Point-per-instance localization data:
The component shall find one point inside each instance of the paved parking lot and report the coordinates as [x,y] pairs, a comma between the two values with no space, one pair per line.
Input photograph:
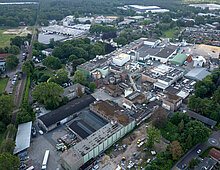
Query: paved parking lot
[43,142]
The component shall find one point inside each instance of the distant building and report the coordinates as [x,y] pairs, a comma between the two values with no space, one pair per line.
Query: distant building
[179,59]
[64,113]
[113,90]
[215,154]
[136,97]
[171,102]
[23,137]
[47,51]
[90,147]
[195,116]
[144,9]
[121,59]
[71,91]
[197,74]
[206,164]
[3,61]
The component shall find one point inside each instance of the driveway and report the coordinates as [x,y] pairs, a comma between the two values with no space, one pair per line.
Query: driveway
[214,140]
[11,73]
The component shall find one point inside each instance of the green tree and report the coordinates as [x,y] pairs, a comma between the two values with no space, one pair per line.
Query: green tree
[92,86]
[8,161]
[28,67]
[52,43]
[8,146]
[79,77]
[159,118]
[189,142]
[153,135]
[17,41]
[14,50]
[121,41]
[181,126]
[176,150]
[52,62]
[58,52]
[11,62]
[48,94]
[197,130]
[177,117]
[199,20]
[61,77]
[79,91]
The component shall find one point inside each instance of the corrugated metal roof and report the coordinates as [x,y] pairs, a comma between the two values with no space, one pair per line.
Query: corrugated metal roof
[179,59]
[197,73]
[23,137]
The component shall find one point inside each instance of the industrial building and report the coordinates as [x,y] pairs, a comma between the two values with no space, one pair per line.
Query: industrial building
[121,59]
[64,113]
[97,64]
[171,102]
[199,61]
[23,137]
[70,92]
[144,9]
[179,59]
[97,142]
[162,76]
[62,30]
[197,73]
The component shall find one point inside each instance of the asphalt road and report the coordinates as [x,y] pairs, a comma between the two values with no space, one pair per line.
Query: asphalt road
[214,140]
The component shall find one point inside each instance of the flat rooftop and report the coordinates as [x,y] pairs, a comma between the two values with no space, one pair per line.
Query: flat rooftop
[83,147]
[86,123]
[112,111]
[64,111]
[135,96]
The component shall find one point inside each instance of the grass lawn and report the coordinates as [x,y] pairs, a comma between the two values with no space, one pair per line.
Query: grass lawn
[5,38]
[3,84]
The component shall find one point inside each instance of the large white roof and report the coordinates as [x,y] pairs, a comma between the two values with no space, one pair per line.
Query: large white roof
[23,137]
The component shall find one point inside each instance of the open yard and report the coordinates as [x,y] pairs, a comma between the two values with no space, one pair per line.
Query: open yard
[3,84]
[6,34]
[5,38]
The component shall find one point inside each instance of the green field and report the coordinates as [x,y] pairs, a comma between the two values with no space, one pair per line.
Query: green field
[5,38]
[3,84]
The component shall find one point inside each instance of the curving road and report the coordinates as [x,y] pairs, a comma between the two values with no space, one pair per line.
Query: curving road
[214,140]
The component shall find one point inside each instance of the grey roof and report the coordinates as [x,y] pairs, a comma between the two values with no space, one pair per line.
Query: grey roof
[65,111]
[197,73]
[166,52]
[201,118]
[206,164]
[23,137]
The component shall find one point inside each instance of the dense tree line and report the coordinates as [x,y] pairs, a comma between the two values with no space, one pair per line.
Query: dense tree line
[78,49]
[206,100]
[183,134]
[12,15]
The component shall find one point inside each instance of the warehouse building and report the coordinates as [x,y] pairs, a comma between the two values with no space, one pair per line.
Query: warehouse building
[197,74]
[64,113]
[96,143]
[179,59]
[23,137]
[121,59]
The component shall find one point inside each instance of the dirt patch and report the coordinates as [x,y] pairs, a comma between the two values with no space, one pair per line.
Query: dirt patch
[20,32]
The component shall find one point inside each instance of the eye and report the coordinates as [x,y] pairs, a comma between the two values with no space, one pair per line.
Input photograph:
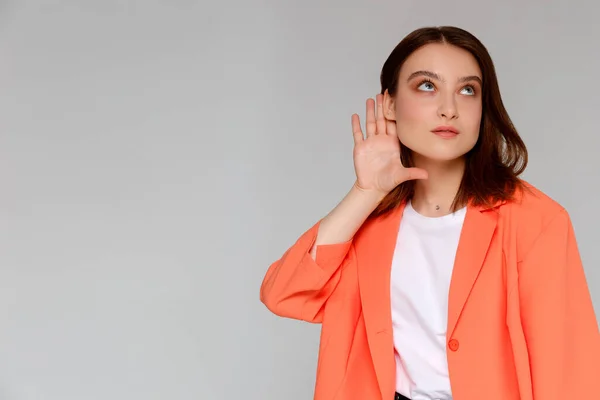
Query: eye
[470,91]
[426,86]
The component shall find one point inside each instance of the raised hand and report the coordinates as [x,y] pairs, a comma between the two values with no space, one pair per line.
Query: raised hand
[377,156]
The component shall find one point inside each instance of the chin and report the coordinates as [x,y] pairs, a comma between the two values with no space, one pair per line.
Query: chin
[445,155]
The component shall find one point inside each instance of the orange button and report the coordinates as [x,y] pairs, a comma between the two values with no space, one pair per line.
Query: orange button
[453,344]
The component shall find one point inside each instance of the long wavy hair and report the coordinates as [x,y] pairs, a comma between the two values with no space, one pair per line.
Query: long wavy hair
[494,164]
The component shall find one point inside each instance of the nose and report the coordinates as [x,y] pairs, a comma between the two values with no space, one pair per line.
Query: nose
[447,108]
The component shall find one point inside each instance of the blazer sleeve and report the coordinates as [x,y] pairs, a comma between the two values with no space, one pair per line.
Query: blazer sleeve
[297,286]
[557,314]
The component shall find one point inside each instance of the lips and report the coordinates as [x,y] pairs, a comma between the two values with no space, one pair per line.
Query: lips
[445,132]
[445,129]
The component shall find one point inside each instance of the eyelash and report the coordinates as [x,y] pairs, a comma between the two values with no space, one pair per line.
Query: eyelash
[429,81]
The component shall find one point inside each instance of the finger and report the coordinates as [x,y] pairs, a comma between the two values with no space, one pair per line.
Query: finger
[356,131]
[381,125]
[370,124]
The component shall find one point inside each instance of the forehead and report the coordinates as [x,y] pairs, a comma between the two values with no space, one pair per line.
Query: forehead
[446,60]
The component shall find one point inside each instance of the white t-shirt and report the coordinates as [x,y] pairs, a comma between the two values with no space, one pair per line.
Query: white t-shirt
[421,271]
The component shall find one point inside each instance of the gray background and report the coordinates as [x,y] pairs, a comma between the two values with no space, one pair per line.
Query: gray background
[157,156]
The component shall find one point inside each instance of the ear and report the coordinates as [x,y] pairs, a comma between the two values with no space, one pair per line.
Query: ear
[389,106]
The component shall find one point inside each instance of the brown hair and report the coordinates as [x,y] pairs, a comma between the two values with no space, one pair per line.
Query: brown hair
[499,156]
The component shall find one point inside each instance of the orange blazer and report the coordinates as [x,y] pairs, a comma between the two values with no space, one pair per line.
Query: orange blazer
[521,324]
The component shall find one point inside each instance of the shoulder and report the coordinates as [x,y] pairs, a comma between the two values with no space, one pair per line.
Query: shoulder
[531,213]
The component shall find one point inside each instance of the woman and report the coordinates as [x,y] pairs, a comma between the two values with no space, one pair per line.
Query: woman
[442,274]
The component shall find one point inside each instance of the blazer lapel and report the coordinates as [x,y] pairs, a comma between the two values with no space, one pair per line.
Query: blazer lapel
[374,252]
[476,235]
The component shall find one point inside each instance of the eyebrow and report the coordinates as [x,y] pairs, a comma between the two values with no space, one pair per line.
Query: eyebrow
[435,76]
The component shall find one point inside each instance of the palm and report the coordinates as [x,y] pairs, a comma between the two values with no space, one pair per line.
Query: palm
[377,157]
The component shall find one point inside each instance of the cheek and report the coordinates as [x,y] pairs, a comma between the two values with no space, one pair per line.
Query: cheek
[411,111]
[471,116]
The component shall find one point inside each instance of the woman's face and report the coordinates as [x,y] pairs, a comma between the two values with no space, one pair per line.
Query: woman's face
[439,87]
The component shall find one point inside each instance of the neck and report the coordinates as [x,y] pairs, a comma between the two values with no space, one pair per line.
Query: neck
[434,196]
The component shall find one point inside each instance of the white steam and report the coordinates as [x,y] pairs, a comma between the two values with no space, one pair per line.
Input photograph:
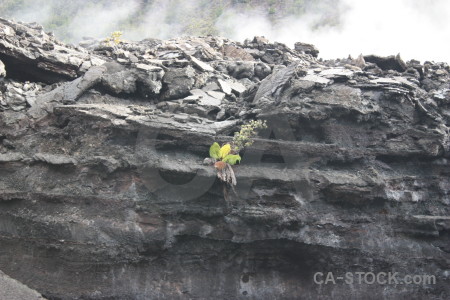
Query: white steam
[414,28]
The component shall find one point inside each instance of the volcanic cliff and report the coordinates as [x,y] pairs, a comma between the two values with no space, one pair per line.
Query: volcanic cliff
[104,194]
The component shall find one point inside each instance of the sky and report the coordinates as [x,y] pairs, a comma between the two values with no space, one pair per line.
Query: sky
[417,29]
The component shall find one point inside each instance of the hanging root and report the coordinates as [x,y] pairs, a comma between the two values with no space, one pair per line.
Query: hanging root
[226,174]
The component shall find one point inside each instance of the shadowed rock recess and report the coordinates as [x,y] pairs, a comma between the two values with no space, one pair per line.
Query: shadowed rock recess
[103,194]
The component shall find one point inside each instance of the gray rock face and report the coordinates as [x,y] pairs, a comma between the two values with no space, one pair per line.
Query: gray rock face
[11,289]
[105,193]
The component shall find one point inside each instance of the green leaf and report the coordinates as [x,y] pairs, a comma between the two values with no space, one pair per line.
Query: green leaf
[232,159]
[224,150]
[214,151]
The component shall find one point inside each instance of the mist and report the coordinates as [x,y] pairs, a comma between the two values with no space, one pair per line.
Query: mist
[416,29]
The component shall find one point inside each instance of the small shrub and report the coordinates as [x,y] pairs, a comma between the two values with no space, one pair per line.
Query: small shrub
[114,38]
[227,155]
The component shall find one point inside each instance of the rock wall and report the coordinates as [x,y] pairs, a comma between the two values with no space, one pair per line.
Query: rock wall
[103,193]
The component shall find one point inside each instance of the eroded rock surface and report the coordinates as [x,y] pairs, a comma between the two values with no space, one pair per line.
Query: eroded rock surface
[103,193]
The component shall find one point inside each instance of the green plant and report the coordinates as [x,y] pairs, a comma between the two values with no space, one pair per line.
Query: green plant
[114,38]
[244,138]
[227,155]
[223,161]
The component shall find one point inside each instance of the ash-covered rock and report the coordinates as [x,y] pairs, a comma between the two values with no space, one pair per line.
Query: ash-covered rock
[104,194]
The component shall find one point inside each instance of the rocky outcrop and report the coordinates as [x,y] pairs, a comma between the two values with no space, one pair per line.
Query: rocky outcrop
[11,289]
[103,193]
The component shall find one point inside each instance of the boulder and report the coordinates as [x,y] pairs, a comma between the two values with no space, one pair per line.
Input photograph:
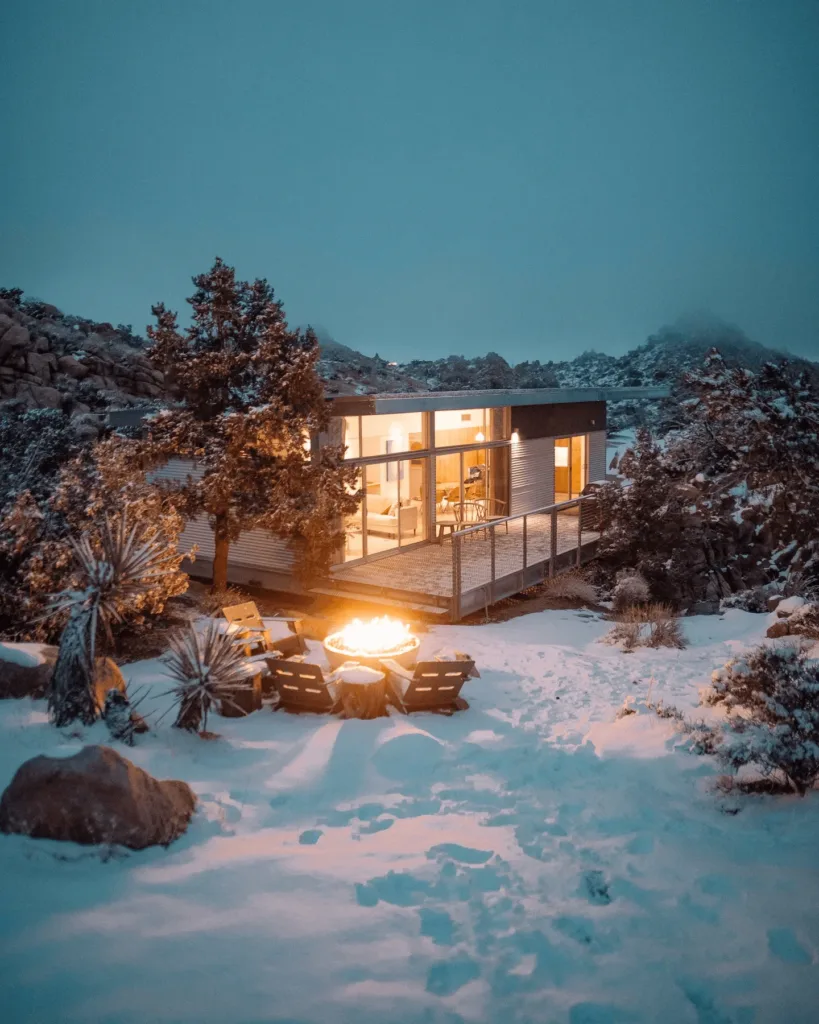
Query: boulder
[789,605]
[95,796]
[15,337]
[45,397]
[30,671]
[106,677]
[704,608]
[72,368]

Your assignment — Hand back the exact lines from the start of the entries to the line with "of the distant", both ends kept and pictures left out.

Task output —
The component shall find one point inside each instance of the paved parking lot and report the coordinates as [x,y] pairs, a comma between the two values with no space, one pair per line.
Input photograph:
Query: paved parking lot
[43,142]
The component shall find one point inside each instance of the distant building and report the coordinates as [x,y] pairs, a comma between the two values with no space, one pair per line.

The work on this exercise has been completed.